• **Activity**
For every line in the material below that holds "anatomy", report the line.

• **Input data**
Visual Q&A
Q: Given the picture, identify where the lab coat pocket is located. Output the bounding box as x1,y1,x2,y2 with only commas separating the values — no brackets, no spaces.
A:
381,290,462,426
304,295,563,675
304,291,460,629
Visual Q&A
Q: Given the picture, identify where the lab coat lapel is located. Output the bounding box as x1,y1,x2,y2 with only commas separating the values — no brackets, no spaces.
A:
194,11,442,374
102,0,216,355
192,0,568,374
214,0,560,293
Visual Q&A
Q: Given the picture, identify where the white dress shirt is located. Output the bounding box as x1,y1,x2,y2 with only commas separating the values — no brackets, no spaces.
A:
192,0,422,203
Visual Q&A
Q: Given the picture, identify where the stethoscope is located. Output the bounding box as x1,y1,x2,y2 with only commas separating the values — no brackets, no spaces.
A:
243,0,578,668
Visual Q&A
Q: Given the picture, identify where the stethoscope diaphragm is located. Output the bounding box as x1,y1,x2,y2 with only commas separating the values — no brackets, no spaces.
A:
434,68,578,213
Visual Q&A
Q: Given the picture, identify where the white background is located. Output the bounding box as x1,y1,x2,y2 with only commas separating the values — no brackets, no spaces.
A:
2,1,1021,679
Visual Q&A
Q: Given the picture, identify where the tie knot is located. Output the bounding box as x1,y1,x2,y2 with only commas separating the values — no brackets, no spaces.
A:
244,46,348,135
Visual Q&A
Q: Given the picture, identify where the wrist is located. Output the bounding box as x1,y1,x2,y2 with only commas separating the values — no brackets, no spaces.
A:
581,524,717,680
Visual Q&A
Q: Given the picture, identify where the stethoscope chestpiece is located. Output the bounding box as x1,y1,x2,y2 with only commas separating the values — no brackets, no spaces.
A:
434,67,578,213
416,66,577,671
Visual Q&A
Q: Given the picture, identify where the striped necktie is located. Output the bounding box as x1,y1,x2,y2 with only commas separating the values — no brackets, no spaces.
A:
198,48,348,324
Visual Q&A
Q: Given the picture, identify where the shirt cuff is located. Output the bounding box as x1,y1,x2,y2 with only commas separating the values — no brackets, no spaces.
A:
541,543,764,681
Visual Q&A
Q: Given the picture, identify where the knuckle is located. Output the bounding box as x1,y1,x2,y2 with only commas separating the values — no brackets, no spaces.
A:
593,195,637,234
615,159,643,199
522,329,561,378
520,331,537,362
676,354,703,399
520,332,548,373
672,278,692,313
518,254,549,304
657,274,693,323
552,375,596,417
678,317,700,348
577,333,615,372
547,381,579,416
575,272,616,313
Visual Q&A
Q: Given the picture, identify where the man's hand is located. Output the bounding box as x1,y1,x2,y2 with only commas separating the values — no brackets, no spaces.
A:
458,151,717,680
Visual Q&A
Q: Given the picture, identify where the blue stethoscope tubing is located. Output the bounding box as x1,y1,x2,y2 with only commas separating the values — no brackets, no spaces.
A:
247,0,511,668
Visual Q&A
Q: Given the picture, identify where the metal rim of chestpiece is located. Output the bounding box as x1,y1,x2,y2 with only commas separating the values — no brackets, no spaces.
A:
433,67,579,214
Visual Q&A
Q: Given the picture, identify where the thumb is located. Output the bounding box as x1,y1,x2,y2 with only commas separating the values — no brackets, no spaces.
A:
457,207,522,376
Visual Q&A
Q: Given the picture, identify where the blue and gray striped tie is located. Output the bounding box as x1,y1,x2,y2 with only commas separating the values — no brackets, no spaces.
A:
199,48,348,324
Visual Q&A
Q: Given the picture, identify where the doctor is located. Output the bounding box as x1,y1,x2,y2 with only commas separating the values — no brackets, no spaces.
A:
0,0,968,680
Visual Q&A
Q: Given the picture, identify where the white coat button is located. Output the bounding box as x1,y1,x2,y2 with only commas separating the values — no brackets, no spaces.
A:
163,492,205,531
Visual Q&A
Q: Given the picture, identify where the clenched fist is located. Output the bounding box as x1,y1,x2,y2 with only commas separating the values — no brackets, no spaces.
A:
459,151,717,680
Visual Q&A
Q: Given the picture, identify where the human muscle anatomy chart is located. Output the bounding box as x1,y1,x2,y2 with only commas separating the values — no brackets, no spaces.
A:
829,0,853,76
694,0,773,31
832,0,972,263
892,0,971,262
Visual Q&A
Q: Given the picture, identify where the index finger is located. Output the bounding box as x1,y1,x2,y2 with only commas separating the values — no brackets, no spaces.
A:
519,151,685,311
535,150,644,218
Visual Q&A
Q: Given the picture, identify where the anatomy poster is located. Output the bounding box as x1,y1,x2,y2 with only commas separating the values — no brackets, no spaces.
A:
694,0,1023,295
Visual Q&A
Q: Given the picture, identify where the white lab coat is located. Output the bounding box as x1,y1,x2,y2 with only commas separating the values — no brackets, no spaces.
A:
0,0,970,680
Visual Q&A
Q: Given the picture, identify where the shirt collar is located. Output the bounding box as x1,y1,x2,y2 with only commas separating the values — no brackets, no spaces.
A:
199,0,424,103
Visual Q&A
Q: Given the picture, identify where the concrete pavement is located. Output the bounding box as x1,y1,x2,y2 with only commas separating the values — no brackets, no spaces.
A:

• **Exercise output**
Q: Given the picture, identify where the human muscle anatomy chart is located. Output the bounding box as x1,y1,x2,y2 with only commas separating the values — no brackets, no spaces.
Q: Given the picture, identify where the anatomy poster is located. Output the bounding box as x1,y1,x2,y2 with only commas separating the values — no brackets, no spaces.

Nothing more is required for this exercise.